● **Extracted records**:
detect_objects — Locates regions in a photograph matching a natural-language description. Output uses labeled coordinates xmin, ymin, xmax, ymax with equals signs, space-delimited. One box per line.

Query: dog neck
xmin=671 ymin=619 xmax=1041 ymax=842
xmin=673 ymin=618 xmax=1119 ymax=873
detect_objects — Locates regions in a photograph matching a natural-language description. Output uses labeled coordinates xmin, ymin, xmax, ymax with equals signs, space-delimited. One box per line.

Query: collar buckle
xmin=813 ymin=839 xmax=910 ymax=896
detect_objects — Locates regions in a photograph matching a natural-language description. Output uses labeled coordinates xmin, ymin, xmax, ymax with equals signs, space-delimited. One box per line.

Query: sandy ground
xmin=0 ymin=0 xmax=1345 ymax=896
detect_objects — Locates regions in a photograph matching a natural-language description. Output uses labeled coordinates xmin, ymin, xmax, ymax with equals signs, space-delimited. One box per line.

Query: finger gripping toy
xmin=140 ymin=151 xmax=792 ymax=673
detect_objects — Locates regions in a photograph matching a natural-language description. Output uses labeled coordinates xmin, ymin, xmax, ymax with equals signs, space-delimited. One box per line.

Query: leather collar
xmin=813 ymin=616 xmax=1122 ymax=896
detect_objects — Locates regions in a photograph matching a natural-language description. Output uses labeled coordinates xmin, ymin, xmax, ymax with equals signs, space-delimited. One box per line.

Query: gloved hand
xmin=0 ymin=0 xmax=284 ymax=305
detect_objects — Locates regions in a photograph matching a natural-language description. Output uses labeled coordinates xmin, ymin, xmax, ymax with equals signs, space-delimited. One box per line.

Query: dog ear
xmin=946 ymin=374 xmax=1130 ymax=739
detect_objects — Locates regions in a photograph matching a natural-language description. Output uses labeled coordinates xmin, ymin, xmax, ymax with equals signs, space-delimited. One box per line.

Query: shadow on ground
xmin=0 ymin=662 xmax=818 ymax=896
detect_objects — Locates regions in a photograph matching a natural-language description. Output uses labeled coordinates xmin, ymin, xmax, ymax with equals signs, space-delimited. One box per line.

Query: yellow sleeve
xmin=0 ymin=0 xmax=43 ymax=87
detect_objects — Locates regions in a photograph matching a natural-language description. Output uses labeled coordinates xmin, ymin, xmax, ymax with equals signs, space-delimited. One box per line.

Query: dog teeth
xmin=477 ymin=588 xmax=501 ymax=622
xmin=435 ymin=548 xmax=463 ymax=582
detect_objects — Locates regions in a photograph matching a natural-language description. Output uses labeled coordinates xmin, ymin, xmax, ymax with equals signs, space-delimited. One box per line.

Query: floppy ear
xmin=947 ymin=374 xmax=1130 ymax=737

● **Do this**: Show every line of the records above that contains the word "collar", copying each such line in full.

● **Result below**:
Query: collar buckle
Query: leather collar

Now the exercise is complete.